INSTRUCTIONS FOR THE TASK:
Your reply should be the complete data, reproduced exactly.

== == ==

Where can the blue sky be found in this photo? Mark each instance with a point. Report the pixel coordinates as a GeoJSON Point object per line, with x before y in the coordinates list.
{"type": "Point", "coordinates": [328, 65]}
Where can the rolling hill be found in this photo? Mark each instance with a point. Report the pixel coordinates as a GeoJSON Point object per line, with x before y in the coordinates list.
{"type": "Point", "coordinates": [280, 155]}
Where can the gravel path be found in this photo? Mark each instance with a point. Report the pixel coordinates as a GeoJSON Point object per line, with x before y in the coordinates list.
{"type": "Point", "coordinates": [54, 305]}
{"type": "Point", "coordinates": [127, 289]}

== == ==

RESPONSE TO THIS EXERCISE:
Where can the blue sky be found in this photo? Mark each instance with a point. Report the pixel coordinates as a GeoJSON Point object per line, with x before y in the coordinates list.
{"type": "Point", "coordinates": [328, 65]}
Where can the rolling hill be found in this photo? Mark each instance with a point. Report the pixel coordinates as a GeoJSON Point object per line, with x before y in the coordinates list.
{"type": "Point", "coordinates": [280, 155]}
Where can the gravel path be found in this photo? Mark each instance with a point. Report the pixel coordinates as a GeoJSON Point object per line, with x before y in the coordinates list.
{"type": "Point", "coordinates": [54, 305]}
{"type": "Point", "coordinates": [127, 289]}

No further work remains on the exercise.